[okfn-labs] Questions on data scraping tables within "picture" pdfs.

Daniel Lombraña González teleyinex at gmail.com
Fri Feb 8 08:17:03 UTC 2013


Dear Hans,

What you have described is something where some colleagues from Brazil are
already working and that could be done "easily" in PyBossa. If your data
forms have the same structure all the time, then, it is easier as all you
have to do is to ask the volunteers to fill a table that you will be
providing.

If the table changes from page to page, then, you will have to build a
complex solution :-) Basically, the project will involve to show the users
the PDF page (as an image or using this template created for transcribing
PDFs <http://crowdcrafting.org/app/pdftranscribe>) and then ask them to do
several things:

1.- Draw the table structure (you can use libraries like Raphael.JS for
this step, or implement your own for creating data grids that mimic the
table structure check datatables <http://www.datatables.net/>)
2.- Based on the answers of the users, you will be able to "automatically"
create the most voted structure for the current page and feed it to a next
app that will show the page and ask the users to fill in the data.

You can also, as several people have already suggested you, to run an OCR
previously in the pages that you want to analyze and then export the
created table by the software as a task in PyBossa, so the users could
validate the results of the OCR (or even fix them). You can use in this
case PyBossa as a training system for your OCR if you want :-)

Collected data >>
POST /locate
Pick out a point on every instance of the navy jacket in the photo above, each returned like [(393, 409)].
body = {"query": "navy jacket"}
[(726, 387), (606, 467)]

Required actions >>
**A.** Name every software tool or library that the PDF-scraping reply mentions by name, giving each once.
**B.** From the PDF-scraping reply, copy out the passage from "You can also, as" to "you want :-)" with no changes.

Task-by-task results >>
**A.** PyBossa, Raphael.JS, datatables

**B.**
You can also, as several people have already suggested you, to run an OCR
previously in the pages that you want to analyze and then export the
created table by the software as a task in PyBossa, so the users could
validate the results of the OCR (or even fix them). You can use in this
case PyBossa as a training system for your OCR if you want :-)